## GIVEN TASK:
Edit the material below by replacing every "innermost point" with "central point", and keep everything else the same.

═════ ENTRIES PROVIDED ═════

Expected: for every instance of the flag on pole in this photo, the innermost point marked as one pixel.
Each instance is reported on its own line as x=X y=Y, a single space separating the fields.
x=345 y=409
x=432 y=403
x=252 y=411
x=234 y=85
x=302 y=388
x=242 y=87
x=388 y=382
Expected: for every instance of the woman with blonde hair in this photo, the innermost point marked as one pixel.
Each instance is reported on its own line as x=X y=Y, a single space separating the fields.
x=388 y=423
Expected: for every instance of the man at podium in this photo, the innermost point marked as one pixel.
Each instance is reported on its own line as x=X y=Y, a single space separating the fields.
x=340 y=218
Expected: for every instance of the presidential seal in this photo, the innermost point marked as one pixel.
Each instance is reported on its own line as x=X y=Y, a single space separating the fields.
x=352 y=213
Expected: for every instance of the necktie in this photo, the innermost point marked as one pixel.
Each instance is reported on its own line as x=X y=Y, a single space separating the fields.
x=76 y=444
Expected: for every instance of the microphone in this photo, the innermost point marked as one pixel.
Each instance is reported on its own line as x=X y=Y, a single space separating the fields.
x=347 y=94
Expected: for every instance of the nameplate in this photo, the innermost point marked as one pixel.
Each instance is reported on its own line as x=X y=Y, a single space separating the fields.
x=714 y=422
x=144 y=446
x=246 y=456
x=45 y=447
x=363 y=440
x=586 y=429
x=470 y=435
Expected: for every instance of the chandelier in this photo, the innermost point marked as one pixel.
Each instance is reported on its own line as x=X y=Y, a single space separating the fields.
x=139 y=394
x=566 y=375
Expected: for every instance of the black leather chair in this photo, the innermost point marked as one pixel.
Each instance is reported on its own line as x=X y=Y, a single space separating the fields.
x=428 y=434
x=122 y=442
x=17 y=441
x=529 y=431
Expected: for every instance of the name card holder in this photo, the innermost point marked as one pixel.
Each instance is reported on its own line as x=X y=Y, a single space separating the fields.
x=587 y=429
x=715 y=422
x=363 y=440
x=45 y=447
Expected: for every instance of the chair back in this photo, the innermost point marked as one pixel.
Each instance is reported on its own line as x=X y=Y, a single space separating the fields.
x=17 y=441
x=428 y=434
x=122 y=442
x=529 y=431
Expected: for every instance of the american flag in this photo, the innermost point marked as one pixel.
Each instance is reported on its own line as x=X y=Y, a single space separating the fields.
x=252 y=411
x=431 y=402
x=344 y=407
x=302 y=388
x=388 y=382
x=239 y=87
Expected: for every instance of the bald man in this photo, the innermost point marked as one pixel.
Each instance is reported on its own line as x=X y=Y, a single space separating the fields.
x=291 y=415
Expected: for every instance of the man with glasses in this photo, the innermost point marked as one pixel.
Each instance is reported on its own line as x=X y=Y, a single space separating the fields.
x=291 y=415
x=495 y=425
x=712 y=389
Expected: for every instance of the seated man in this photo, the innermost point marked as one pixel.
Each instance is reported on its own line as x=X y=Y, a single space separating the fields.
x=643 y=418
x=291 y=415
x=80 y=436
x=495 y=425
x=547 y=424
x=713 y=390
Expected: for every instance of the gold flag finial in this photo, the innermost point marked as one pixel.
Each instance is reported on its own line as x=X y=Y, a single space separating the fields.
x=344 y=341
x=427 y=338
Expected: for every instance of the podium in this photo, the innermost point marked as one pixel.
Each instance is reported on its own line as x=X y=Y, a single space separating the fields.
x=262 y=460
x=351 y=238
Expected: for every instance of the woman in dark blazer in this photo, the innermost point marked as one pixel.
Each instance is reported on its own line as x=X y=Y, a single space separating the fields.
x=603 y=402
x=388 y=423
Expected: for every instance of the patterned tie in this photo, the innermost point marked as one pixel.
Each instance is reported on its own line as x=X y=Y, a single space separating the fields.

═════

## THE RESPONSE:
Expected: for every instance of the flag on pole in this photo, the central point marked as one pixel.
Each instance is reported on its own line as x=X y=Y, a single space separating the fields.
x=345 y=409
x=432 y=403
x=252 y=411
x=234 y=85
x=302 y=388
x=242 y=87
x=388 y=382
Expected: for every instance of the woman with blonde hair in this photo, the central point marked as one pixel.
Each instance is reported on its own line as x=X y=Y, a single space separating the fields.
x=388 y=423
Expected: for every instance of the man at podium in this photo, the central point marked as one pixel.
Each instance is reported on its own line as x=X y=Y, a single space separating the fields.
x=340 y=218
Expected: for every instance of the presidential seal in this photo, the central point marked as one pixel.
Each instance is reported on its own line as x=X y=Y, a single space separating the fields.
x=352 y=213
Expected: for every instance of the necktie in this photo, the central point marked as one pixel.
Each instance is reported on its own line as x=X y=Y, a single space separating the fields.
x=76 y=444
Expected: for every instance of the microphone in this photo, the central point marked as one pixel.
Each instance is reported on its own line as x=X y=Y, a single space separating the fields.
x=347 y=94
Expected: for every instance of the nameplate in this photo, the central point marked as one pixel.
Each instance is reported on its own line as x=X y=Y, a single space separating the fields.
x=714 y=422
x=144 y=446
x=246 y=456
x=45 y=447
x=363 y=440
x=586 y=429
x=470 y=435
Expected: for every instance of the chandelier in this photo, the central point marked as one pixel.
Each instance is reported on its own line as x=X y=Y, a single space separating the fields.
x=139 y=394
x=566 y=375
Expected: for every instance of the black leather chair in this photo, the central point marked as one pixel.
Each instance is reported on its own line as x=X y=Y, a single space separating the fields.
x=428 y=434
x=122 y=442
x=17 y=441
x=529 y=431
Expected: for every instance of the name card holder in this photo, the central point marked as one pixel.
Each instance is reported on its own line as x=X y=Y, a single space separating the fields.
x=587 y=429
x=715 y=422
x=363 y=440
x=45 y=447
Expected: for every instance of the chair back in this photo, the central point marked as one pixel.
Each instance is reported on its own line as x=X y=Y, a single space separating the fields.
x=17 y=441
x=428 y=434
x=122 y=442
x=529 y=431
Expected: for every instance of the american flag in this photo, the central point marked as one pixel.
Each instance is reported on its own line as x=X y=Y, a single space separating the fields.
x=252 y=411
x=431 y=402
x=344 y=407
x=302 y=388
x=388 y=382
x=239 y=87
Expected: for every instance of the bald man in this photo, the central point marked as one pixel.
Each instance is reported on its own line as x=X y=Y, a single space separating the fields.
x=291 y=415
Expected: for every instance of the man with glasses in this photo, the central point marked as one pixel.
Each instance is reported on its own line as x=X y=Y, a single space separating the fields.
x=291 y=415
x=495 y=425
x=712 y=389
Expected: for every instance of the seated man in this photo, the central point marked as one pixel.
Each instance is reported on its own line as x=X y=Y, a single space separating the fields.
x=643 y=418
x=291 y=415
x=80 y=436
x=495 y=425
x=547 y=424
x=713 y=390
Expected: for every instance of the gold flag finial in this photo, the central point marked as one pixel.
Each instance is reported on its own line as x=X y=Y, a single space separating the fields.
x=344 y=341
x=427 y=338
Expected: for every instance of the podium in this photo, the central point marked as one pixel.
Each instance is reported on its own line as x=X y=Y, a single space separating the fields.
x=262 y=460
x=351 y=238
Expected: for every instance of the woman in dark blazer in this photo, the central point marked as one pixel.
Each instance is reported on its own line as x=X y=Y, a single space separating the fields.
x=603 y=402
x=388 y=423
Expected: for every instance of the patterned tie in this photo, the central point marked as one pixel.
Each instance is reported on its own line as x=X y=Y, a single space separating the fields.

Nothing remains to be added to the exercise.